- Opening Delimiter -

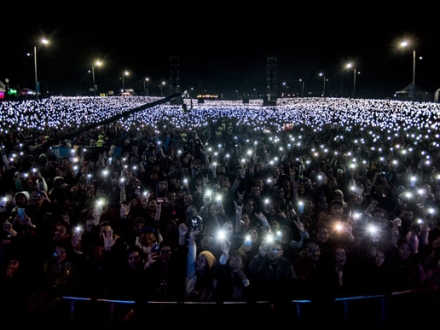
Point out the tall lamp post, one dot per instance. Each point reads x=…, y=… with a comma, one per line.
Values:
x=97, y=63
x=413, y=83
x=123, y=80
x=302, y=87
x=349, y=66
x=146, y=84
x=37, y=84
x=323, y=88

- Closing Delimiter -

Directions
Retype the data word for word, please, and keep the images out.

Your solution
Point out the tall lamp post, one dot per instance. Each point reads x=…, y=… with a comma, one per line.
Values:
x=97, y=63
x=413, y=83
x=123, y=80
x=302, y=87
x=349, y=66
x=146, y=84
x=37, y=84
x=323, y=88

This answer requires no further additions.